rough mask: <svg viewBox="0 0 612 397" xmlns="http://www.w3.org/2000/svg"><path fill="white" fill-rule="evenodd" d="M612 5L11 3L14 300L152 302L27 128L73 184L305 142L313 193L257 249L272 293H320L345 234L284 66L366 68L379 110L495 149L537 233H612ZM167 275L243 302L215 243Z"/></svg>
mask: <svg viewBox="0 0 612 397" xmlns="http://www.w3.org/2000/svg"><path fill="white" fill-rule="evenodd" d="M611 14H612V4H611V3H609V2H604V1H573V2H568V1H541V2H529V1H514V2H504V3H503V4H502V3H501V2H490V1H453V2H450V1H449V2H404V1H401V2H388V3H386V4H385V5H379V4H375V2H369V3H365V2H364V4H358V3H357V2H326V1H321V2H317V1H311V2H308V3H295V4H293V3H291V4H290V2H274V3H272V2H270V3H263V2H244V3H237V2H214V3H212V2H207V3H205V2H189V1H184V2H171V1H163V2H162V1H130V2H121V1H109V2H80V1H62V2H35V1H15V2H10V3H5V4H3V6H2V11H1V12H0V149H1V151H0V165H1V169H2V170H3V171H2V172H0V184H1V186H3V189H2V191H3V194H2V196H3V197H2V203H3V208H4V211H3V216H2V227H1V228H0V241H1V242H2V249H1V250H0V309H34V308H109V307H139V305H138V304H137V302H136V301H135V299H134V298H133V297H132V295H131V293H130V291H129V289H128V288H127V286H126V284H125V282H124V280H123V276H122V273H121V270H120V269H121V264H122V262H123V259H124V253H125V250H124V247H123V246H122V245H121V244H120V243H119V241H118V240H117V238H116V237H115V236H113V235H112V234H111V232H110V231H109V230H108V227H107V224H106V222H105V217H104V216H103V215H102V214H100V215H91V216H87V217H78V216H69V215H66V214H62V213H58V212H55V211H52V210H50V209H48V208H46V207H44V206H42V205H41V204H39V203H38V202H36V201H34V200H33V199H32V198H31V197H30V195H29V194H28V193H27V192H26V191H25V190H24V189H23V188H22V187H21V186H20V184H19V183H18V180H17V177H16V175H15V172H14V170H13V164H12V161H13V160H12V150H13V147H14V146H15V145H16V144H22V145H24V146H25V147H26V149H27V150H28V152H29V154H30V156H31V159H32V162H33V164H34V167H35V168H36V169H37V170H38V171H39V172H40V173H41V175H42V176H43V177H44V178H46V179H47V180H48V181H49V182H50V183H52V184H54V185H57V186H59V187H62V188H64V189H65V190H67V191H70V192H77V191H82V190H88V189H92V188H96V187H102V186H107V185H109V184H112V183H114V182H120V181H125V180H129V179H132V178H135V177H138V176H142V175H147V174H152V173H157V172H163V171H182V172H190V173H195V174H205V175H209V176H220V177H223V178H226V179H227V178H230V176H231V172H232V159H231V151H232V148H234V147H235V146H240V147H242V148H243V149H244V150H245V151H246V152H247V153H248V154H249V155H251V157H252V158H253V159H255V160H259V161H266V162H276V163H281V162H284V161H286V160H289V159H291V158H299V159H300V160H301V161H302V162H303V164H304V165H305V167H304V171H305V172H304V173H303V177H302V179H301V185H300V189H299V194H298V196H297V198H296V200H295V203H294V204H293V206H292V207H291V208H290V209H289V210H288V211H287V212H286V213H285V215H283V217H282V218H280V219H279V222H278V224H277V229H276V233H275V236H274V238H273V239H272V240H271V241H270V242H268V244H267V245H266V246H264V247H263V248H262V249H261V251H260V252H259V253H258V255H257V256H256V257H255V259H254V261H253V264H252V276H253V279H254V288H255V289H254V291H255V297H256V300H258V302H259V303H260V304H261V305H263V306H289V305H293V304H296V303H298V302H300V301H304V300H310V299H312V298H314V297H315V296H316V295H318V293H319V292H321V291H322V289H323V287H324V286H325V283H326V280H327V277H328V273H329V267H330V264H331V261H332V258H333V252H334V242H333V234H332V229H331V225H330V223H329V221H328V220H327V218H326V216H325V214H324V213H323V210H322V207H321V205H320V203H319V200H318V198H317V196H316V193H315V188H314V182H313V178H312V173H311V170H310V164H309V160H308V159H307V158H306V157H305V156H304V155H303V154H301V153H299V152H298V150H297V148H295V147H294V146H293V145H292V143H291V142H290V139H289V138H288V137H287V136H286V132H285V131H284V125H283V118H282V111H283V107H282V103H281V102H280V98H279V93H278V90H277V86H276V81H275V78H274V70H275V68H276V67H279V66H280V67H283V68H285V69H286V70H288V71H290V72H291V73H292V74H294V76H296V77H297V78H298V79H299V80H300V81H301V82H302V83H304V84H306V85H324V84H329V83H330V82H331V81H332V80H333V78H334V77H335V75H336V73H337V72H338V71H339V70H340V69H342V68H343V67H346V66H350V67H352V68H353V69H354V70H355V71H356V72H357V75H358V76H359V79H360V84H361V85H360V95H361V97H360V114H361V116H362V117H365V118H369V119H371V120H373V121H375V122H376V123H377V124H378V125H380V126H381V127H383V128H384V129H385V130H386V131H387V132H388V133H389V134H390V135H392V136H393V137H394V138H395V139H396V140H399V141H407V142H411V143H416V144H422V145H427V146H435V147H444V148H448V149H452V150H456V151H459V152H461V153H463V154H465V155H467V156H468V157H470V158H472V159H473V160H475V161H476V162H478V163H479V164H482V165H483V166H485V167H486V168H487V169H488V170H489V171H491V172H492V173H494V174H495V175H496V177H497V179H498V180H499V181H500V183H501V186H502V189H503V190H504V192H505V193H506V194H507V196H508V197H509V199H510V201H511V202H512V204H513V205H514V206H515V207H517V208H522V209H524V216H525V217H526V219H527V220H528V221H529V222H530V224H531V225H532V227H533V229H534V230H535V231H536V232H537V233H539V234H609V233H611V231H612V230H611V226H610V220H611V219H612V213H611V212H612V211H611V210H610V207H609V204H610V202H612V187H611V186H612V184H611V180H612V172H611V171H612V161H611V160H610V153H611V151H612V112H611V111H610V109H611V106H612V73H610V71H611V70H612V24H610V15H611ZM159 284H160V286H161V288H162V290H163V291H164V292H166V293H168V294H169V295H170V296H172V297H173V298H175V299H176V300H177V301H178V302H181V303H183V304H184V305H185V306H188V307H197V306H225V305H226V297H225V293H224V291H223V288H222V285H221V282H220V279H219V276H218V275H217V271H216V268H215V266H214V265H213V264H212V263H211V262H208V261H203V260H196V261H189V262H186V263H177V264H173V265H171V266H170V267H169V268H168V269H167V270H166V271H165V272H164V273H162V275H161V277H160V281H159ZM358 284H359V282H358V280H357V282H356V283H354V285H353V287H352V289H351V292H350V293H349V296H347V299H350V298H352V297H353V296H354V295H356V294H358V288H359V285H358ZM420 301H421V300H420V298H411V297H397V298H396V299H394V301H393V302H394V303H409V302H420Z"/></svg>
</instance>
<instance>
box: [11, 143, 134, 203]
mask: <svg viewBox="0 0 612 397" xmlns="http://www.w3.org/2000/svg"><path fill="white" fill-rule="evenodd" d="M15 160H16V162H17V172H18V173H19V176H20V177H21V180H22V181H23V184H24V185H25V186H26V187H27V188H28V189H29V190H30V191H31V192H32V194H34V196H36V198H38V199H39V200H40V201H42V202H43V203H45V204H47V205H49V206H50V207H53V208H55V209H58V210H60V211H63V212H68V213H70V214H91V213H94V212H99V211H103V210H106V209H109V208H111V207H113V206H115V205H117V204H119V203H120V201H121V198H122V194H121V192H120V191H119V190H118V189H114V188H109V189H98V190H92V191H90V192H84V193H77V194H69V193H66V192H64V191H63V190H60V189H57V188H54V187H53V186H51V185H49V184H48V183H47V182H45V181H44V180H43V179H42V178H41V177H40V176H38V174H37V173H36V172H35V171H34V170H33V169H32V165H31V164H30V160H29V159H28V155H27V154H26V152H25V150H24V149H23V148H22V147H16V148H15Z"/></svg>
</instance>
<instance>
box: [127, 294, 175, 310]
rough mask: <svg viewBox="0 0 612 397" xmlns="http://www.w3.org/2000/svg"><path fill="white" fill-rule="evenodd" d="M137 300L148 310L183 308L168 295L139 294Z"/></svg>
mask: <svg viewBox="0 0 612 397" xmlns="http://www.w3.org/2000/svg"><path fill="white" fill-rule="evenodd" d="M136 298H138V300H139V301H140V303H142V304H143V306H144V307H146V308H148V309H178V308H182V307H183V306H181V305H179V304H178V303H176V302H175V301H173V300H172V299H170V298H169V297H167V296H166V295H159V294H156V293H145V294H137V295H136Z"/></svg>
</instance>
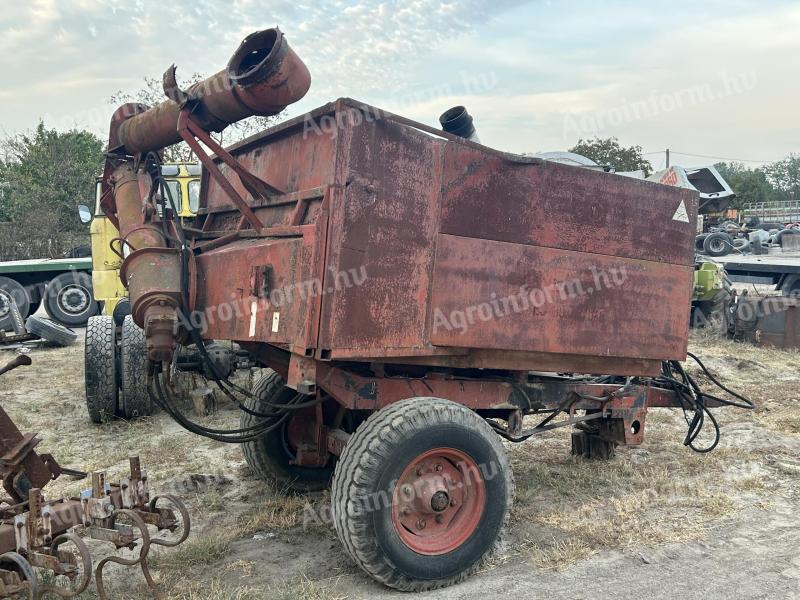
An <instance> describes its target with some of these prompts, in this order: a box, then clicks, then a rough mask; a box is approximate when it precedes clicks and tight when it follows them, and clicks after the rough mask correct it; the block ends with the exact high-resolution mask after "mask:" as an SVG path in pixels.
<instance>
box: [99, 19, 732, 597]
--------------------------------------------------
(What you will do):
Collect each line in the records above that contains the word "rough", and copy those lines out in full.

(Written response):
rough mask: <svg viewBox="0 0 612 397" xmlns="http://www.w3.org/2000/svg"><path fill="white" fill-rule="evenodd" d="M612 5L11 3L14 300L152 302L27 128L73 184L305 142L313 193L257 249L272 293H320L345 234L284 66L366 68L379 110L495 149L537 233H612ZM167 275L243 302L215 243Z"/></svg>
rough mask: <svg viewBox="0 0 612 397" xmlns="http://www.w3.org/2000/svg"><path fill="white" fill-rule="evenodd" d="M137 300L148 310L183 308L168 295L139 294Z"/></svg>
An <instance> describes its target with some of these prompts, in this order: a box, then clicks, then a rough mask; a box is approximate when it precedes clicks and tight when it follows them, and clicks after the rough mask correct it; the block ends with the exact high-resolution mask after "mask:" as an SVG path in pixels.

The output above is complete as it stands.